━━━ Page text
When it comes to Los Angeles County’s decrepit Men’s Central Jail, building a better future doesn’t have to mean spending $2 billion to erect a replacement structure that would continue to house huge numbers of mentally ill inmates accused of low-level, non-violent crimes.
Two months ago, as the only member of the Board of Supervisors to vote against moving forward on this massive, publicly-financed construction plan, I argued that we must first fully investigate the opportunities for diverting low-risk members of this population into community-based treatment programs.
My reasoning was simple: if we can find more humane and effective treatment outside jail cells for these mentally ill individuals, then we might be able to scale back the size and cost of the proposed new downtown jail. At the same time, we might also be able to make our neighborhoods safer by reducing the high rate of recidivism typically associated with mentally ill offenders. They stand little chance of achieving lasting recovery inside an oppressive and teeming jail environment where they have been chained to tables during therapy sessions and victimized not only by fellow inmates but by some sheriff’s deputies who run the operation.
This week, the American Civil Liberties Union of Southern California released a persuasive new report that should serve as yet another reminder of why we must confront this issue now, before we commit another dollar to a construction project that, while well intentioned, will continue to give our county the ignominious distinction of overseeing the biggest mental hospital in the nation.
The report, produced in conjunction with the Bazelon Center for Mental Health Law, cites examples from around the country, where recidivism and incarceration costs have been slashed through jail diversion programs. One, in New York, reported a 70% reduction in arrests among participants during a two-year period, according to the report. A diversion program in Miami-Dade County, meanwhile, reduced recidivism among misdemeanor offenders from 75% to 20%.
━━━━━━
━━━ Data extract
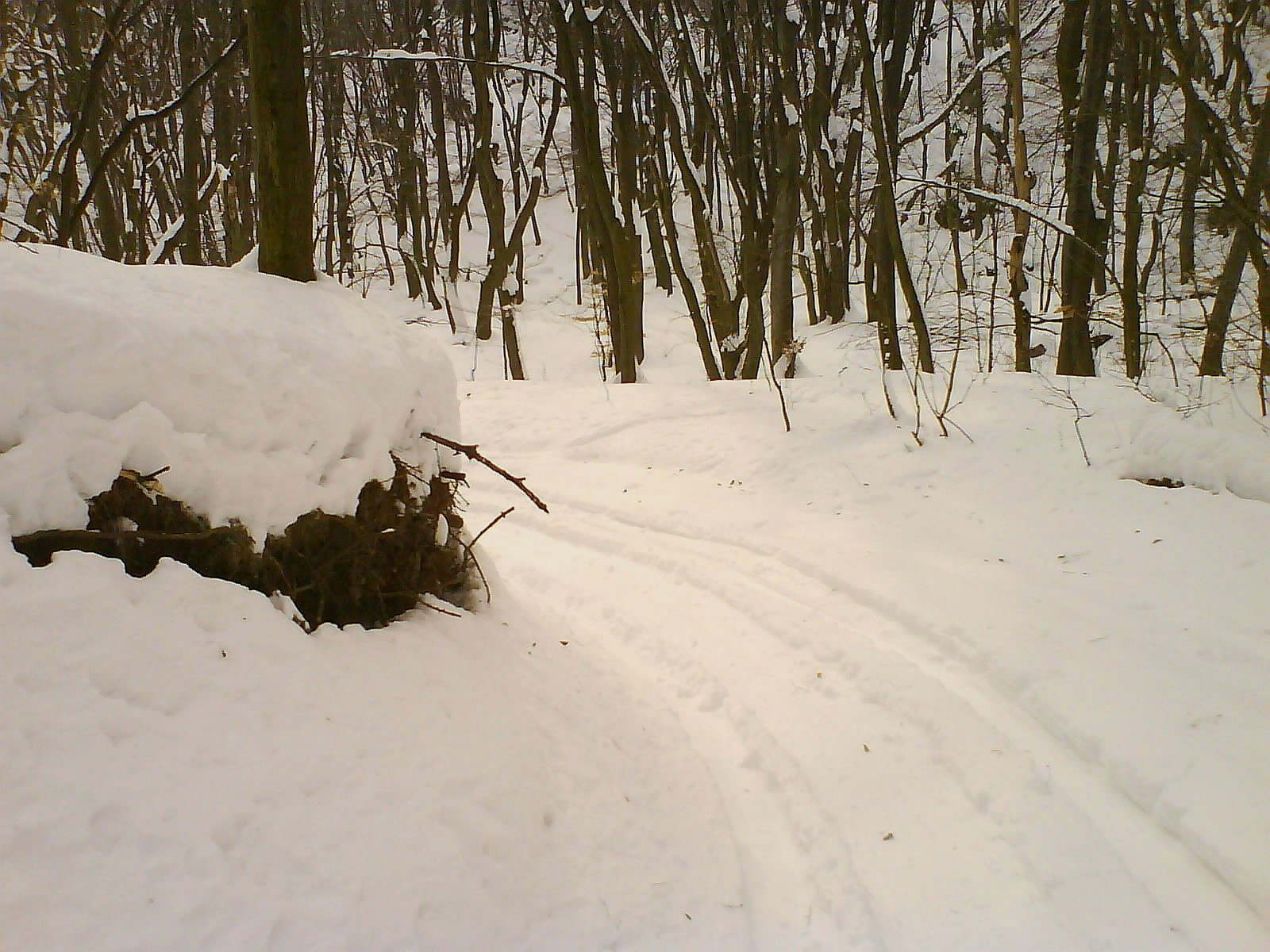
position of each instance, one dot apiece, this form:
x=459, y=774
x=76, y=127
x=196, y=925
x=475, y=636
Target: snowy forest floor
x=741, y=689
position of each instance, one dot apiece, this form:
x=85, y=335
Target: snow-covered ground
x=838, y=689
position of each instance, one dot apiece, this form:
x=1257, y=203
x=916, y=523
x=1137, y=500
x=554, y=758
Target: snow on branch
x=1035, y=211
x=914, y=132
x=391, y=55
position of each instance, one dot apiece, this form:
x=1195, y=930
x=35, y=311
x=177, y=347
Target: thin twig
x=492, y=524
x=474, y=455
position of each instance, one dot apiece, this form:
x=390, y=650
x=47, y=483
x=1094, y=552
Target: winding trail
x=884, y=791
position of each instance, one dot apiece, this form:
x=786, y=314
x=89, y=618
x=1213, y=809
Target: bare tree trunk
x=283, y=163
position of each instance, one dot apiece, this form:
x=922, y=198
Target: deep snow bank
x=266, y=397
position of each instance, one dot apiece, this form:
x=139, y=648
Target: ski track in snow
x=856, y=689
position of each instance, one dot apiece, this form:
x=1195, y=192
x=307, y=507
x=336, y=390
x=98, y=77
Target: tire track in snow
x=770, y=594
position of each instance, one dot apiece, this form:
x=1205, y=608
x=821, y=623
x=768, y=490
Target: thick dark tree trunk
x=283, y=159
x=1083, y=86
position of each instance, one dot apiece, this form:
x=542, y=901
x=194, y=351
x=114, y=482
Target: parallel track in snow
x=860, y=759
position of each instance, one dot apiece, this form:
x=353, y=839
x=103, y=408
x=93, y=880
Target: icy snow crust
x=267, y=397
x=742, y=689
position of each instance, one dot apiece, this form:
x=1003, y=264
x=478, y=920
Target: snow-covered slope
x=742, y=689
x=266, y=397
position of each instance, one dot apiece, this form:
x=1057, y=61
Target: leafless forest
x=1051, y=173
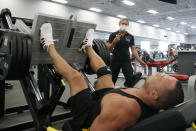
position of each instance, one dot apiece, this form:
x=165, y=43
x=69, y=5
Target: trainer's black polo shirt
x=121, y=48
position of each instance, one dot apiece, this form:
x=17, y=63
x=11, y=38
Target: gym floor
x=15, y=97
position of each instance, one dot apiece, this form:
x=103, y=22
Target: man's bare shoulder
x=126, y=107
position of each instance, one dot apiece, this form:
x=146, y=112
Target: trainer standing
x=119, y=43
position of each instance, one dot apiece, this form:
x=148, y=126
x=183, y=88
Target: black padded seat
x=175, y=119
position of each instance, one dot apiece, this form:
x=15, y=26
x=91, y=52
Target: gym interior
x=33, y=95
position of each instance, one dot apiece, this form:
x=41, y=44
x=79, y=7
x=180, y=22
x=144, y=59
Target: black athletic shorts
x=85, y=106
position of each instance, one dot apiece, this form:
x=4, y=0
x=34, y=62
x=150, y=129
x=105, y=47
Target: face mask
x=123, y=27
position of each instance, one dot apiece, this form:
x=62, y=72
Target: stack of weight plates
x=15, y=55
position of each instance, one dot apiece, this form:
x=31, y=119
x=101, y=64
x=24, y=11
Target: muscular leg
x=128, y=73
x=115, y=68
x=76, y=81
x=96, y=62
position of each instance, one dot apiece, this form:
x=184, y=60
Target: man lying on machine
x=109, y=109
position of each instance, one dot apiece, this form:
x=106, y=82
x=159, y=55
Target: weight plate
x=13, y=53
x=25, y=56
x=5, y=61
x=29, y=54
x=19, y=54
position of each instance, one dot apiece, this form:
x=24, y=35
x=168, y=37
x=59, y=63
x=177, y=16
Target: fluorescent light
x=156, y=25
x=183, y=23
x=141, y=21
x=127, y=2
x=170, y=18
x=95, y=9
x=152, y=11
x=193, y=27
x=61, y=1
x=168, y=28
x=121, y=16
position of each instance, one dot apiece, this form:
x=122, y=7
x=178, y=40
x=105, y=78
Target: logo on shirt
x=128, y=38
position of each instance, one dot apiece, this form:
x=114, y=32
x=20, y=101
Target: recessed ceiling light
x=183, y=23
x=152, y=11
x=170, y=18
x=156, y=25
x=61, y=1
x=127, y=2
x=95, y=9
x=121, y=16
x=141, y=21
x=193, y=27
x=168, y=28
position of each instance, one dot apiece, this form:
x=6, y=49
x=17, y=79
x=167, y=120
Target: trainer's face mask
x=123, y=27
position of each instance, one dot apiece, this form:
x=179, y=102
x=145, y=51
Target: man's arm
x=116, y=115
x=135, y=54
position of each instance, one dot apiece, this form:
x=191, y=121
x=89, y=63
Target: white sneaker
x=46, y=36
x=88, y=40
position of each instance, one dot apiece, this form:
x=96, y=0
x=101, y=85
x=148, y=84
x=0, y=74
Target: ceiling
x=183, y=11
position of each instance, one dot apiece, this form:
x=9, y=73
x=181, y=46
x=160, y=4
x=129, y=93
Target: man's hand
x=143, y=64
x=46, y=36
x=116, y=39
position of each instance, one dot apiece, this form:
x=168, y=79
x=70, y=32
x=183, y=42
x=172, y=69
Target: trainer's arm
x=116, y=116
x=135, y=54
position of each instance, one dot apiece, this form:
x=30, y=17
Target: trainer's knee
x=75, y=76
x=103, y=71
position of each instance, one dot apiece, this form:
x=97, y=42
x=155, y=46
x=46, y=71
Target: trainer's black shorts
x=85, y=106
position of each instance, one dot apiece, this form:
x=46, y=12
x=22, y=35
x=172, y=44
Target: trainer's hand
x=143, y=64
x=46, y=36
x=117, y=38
━━━━━━
▸ **Exercise requirements**
1. Answer these questions from the Men's Central Jail text:
(a) How much money would the replacement structure cost?
(b) Which organization produced the report together with the American Civil Liberties Union of Southern California?
(c) What change in recidivism among misdemeanor offenders does the Miami-Dade County diversion program show?
2. Please list every percentage figure that appears in the Men's Central Jail text.
3. Extend the Men's Central Jail text from the point where it stops.

▸ **Responses by item number**
1.
(a) $2 billion
(b) The Bazelon Center for Mental Health Law
(c) It fell from 75% to 20%.

2. 70%, 75%, 20%

3.
The report also notes that, once an individual is placed in a community-based setting, federal and state funds can be tapped to help finance the treatment, which can’t be done as long as a person remains behind county bars.
Among the leadership of the Sheriff’s Department, there’s a belief that only a new 5,000 bed mental health jail will satisfy the U.S. Department of Justice, which has been monitoring the county’s treatment of mentally ill inmates for more than a decade, ever since concluding that their constitutional rights were being violated. Last month, the DOJ didn’t pull punches when it informed us that, despite improvements, serious problems remain in preventing inmate suicides. The justice department lawyers warned that they’re now prepared to step up the oversight by seeking the intervention of the federal courts.
It seems clear to me from the tenor of that 36-page letter that the Justice Department expects improvements now, not in 10 years, when the proposed new jail would be scheduled for completion. In fact, the DOJ lawyers praised a Board of Supervisors vote to analyze diversion programs and said “we strongly encourage the Sheriff, the Mental Health Director, and the County to consider alternatives to incarceration” for mentally ill inmates.
Finally, for those of you who might be inclined to dismiss the ACLU report as a predictably liberal position, I’d point out that the leading champion of community-based diversion programs is Los Angeles’ top prosecutor, Dist. Atty. Jackie Lacey. During testimony before the Board of Supervisors on the day of the jail construction vote, she suggested that as many as 1,000 inmates may be needlessly held behind county bars. “The current system is, simply put, unjust,” Lacey said bluntly.
And that can’t be made right by embarking on the biggest capital-spending project in Los Angeles history. This issue, with the stakes so high, requires a level of intellectual capital that we’re only now starting to expend.